━━ The data ━━

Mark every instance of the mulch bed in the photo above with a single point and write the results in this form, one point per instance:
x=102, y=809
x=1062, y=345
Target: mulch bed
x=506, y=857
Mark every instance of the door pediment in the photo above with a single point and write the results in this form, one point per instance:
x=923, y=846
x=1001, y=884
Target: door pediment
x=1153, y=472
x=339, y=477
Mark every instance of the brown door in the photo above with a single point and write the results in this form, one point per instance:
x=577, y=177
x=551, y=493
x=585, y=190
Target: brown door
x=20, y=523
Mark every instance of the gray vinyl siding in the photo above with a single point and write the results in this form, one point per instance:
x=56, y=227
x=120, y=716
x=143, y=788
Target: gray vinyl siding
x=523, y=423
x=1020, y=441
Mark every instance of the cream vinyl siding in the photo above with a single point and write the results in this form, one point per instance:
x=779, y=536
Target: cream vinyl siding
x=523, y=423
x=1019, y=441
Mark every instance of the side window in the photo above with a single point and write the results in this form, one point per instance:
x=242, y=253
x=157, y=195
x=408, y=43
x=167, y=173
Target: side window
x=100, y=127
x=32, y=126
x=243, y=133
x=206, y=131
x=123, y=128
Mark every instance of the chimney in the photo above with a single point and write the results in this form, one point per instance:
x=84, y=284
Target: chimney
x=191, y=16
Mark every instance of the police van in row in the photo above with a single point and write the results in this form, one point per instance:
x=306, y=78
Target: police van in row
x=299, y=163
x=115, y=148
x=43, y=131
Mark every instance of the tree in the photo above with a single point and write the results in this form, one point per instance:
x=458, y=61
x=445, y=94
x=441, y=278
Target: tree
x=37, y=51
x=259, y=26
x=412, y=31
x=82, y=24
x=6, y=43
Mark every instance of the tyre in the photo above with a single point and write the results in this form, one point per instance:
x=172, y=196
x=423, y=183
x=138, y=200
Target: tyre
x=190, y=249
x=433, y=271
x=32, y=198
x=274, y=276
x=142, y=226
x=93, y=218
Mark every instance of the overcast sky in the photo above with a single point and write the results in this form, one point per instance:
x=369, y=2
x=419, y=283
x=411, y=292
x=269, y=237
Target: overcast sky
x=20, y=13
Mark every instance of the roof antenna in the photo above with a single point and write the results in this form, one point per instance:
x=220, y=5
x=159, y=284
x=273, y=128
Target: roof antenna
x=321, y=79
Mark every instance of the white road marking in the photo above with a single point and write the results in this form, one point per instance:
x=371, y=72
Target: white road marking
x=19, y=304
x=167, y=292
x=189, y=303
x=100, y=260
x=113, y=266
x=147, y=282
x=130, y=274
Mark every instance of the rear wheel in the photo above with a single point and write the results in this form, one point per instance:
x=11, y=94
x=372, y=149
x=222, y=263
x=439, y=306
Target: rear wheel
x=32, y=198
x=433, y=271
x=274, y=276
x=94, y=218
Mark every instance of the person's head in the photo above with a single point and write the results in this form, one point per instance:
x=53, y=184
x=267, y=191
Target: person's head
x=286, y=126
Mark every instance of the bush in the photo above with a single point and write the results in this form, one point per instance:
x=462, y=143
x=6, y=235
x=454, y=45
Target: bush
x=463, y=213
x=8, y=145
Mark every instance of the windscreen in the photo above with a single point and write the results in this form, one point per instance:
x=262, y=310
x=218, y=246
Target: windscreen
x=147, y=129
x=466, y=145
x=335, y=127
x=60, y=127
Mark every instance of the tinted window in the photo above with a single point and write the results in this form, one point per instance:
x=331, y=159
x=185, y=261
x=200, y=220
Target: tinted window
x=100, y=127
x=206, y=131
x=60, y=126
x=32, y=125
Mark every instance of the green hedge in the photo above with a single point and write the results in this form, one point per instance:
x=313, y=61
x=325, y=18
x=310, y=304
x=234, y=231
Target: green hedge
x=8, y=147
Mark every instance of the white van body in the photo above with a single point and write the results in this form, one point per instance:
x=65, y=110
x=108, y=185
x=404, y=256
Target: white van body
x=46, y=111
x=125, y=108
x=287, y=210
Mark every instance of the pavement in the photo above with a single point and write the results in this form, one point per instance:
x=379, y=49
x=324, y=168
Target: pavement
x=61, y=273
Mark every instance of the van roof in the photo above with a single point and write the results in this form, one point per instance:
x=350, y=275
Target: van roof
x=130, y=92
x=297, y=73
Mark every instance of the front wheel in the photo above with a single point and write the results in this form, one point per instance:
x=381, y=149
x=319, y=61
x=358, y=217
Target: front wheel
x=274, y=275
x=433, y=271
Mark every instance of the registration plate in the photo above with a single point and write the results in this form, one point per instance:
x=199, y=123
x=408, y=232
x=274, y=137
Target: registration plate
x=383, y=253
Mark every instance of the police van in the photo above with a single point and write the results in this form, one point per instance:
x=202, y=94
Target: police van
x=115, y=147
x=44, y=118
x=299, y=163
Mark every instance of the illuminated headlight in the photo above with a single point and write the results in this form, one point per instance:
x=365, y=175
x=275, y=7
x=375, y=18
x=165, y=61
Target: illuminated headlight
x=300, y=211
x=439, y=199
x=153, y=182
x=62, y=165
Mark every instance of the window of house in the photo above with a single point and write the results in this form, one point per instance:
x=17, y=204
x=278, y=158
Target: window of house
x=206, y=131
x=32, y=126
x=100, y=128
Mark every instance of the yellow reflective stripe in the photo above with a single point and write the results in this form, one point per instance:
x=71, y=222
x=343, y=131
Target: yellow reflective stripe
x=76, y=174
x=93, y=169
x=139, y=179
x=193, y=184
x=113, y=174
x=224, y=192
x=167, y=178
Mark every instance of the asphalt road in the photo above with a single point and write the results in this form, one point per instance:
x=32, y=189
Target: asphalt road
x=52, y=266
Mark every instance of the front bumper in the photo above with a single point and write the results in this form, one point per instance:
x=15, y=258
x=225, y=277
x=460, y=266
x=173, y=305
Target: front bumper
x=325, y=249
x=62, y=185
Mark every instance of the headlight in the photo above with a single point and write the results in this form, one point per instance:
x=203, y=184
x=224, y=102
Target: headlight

━━━

Given exercise
Take the lines of the material between the one holding "Mark every instance of the cream" and the one holding "x=123, y=128", inclusive, and write them out again with "side window" switched to "bay window" and nothing else altered.

Response below
Mark every instance of the cream vinyl siding in the photo above with a single point and write the results in this form, one point per instance:
x=779, y=536
Target: cream vinyl siding
x=523, y=423
x=1019, y=441
Mark every instance of the bay window in the photo above with a single point and write the results in this form, one point per instance:
x=242, y=253
x=157, y=195
x=408, y=43
x=167, y=173
Target: bay window
x=100, y=127
x=32, y=126
x=243, y=133
x=206, y=131
x=123, y=128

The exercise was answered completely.